**TASK LIST:**
- A) In the text about Todd Boulanger's Texas lobbying contract, which state office hired Boulanger and his firm, and under a contract of what amount?
- B) Carry on the text about Todd Boulanger's Texas lobbying contract from its last sentence.

**TEXT SEGMENT:**
:::
Todd Boulanger --a longtime Jack Abramoff protege [1] whose Abramoff-related lobbying business and personal connections have been examined closely by Fired Up! [2]-- is now at the center of his own firestorm involving a contract to lobby Congress for the State of Texas.
Texas's public outcry against the sweetheart deal between the state and Boulanger began last week, with the Houston Chronicle reporting on the nature of the contracts. The Associated Press quickly followed suit [4], writing...
A lobbyist hired to represent Texas' interests in the nation's capital once worked closely with confessed influence peddler Jack Abramoff, the Houston Chronicle reported Tuesday.
Todd Boulanger and his firm, Cassidy & Associates, were hired by the Texas Office of State-Federal Relations under a $330,000 contract. The firm was hired in a competitive bidding process in January 2005 and then rehired in November....
:::
**DATASET SECTION:**

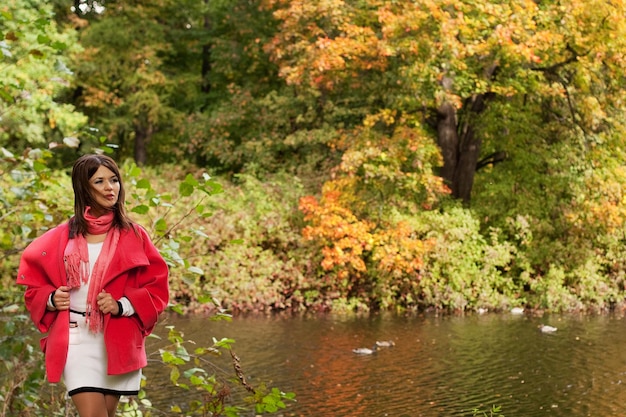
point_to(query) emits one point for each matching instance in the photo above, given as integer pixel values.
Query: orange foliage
(347, 241)
(344, 237)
:::
**ANSWERS PER TASK:**
- A) The Texas Office of State-Federal Relations hired them under a $330,000 contract.

- B)
"It's cronyism at its worst," said Texas House Democratic Caucus Chairman Jim Dunnam of Waco. "All these guys are connected to one another."
As Dunnam suggests, evidence indicates that it was indeed connections, rather than merit, that were responsible for the award of the state's contract to Boulanger and his firm.
When the state approved hiring a lobbying firm with close ties to lobbyist Jack Abramoff in 2004, it rejected competing bids that met more of its selection criteria and cost less, according to documents obtained by the Austin American-Statesman.
What the winning firm, Cassidy & Associates, did have was access, all the way to presidential aide Karl Rove, according to memos and e-mails obtained through a Texas open records request.
And despite the lower marks the firm received when state officials reviewed the bids, staff members from state agencies tapped to choose a lobbyist eventually awarded the firm a $15,000-a-month contract to lobby Congress.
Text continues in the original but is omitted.